• [Text shown]:
──────────
Teach Me

Does My Child Need Ear Tubes?

“Why does my kid get so many ear infections?!” cries the mother, as she dials the doctor’s all-too-familiar phone number. Your kid is grumpy and so are you. But neither of you should feel alone in this aural assault. According to the National Institutes of Health (NIH), ear infections are the most common reason that parents bring their children to the doctor. In fact, five out of six kids will have at least one ear infection before they turn three.

Russell Horton, DO, a pediatrician at Banner Health Center in Queen Creek, Arizona offered his insight to help us better understand the causes, risks and treatments of chronic ear infections. He also discussed whether “ear tubes” are the right answer for children suffering from a flat, full ear canal.

Ear infections usually occur when a child has an upper respiratory infection like a common cold. This leads to congestion in the nose, upper throat, and the eustachian tubes. Surplus fluid behind the ear drum then becomes infected by bacteria. This is more common in children because the angle of their eustachian tube is typically flatter and more easily blocked.”
──────────
[Free-text object descriptions]

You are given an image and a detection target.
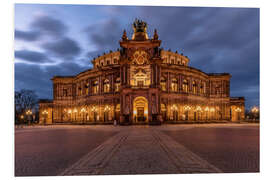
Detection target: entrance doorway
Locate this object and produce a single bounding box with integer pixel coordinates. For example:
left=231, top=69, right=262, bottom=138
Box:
left=133, top=96, right=148, bottom=123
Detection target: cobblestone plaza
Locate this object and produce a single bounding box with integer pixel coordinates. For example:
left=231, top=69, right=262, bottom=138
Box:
left=15, top=124, right=259, bottom=176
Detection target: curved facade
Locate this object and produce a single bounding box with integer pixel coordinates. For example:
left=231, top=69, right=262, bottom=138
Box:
left=40, top=20, right=245, bottom=124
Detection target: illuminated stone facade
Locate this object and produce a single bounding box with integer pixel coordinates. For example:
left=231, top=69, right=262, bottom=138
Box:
left=40, top=20, right=245, bottom=124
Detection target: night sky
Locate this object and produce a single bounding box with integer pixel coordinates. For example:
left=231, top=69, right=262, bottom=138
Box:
left=14, top=4, right=260, bottom=109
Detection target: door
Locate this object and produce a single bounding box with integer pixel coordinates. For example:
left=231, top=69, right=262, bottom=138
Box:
left=137, top=107, right=144, bottom=121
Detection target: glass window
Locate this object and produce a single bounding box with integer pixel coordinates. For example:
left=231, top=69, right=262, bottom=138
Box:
left=182, top=79, right=188, bottom=92
left=171, top=78, right=178, bottom=92
left=115, top=77, right=120, bottom=92
left=103, top=79, right=110, bottom=93
left=92, top=80, right=98, bottom=94
left=160, top=77, right=166, bottom=91
left=192, top=81, right=197, bottom=94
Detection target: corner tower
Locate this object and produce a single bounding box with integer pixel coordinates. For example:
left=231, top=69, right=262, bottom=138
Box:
left=119, top=19, right=162, bottom=123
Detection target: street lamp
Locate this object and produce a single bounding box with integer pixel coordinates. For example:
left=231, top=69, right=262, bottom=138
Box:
left=104, top=105, right=111, bottom=121
left=73, top=108, right=78, bottom=123
left=210, top=107, right=215, bottom=119
left=81, top=107, right=86, bottom=123
left=91, top=106, right=98, bottom=122
left=68, top=109, right=72, bottom=122
left=171, top=104, right=178, bottom=121
left=204, top=106, right=209, bottom=120
left=196, top=106, right=202, bottom=120
left=184, top=106, right=191, bottom=120
left=42, top=110, right=48, bottom=125
left=25, top=109, right=32, bottom=124
left=235, top=107, right=242, bottom=121
left=251, top=106, right=259, bottom=119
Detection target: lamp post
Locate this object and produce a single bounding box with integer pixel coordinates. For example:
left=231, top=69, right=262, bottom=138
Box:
left=235, top=107, right=242, bottom=122
left=42, top=110, right=48, bottom=125
left=25, top=109, right=32, bottom=125
left=91, top=106, right=97, bottom=122
left=196, top=106, right=202, bottom=120
left=73, top=108, right=78, bottom=123
left=210, top=107, right=215, bottom=120
left=104, top=105, right=111, bottom=121
left=81, top=107, right=86, bottom=124
left=171, top=104, right=177, bottom=121
left=184, top=106, right=191, bottom=120
left=204, top=106, right=209, bottom=120
left=251, top=106, right=259, bottom=120
left=20, top=115, right=24, bottom=122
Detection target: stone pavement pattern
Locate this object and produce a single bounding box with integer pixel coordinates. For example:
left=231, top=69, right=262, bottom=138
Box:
left=15, top=124, right=259, bottom=176
left=60, top=127, right=222, bottom=175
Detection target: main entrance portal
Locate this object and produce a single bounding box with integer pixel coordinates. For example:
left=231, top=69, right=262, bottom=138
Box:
left=133, top=96, right=148, bottom=123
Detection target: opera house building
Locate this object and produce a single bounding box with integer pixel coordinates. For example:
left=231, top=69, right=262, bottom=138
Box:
left=39, top=20, right=245, bottom=124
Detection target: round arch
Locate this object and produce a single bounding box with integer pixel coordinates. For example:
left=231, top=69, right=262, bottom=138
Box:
left=133, top=96, right=148, bottom=122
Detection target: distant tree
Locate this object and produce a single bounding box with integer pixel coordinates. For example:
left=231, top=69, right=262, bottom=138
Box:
left=14, top=89, right=38, bottom=123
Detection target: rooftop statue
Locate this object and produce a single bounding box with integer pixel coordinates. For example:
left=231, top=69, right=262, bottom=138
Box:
left=132, top=18, right=148, bottom=40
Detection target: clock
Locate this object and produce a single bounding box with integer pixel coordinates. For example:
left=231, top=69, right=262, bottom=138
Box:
left=133, top=51, right=147, bottom=65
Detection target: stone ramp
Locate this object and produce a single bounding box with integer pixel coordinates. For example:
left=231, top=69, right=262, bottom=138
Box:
──────────
Summarize the text about ear infections and ear tubes above in three sentences.

According to the NIH, ear infections are the most common reason parents bring their children to the doctor, and five out of six kids have at least one before turning three. Russell Horton, DO, a pediatrician at Banner Health Center in Queen Creek, Arizona, discussed the causes, risks and treatments of chronic ear infections and whether ear tubes are the right answer. Ear infections usually follow an upper respiratory infection that congests the nose, upper throat and eustachian tubes, and the surplus fluid behind the eardrum becomes infected by bacteria, which happens more in children because their eustachian tubes are flatter and more easily blocked.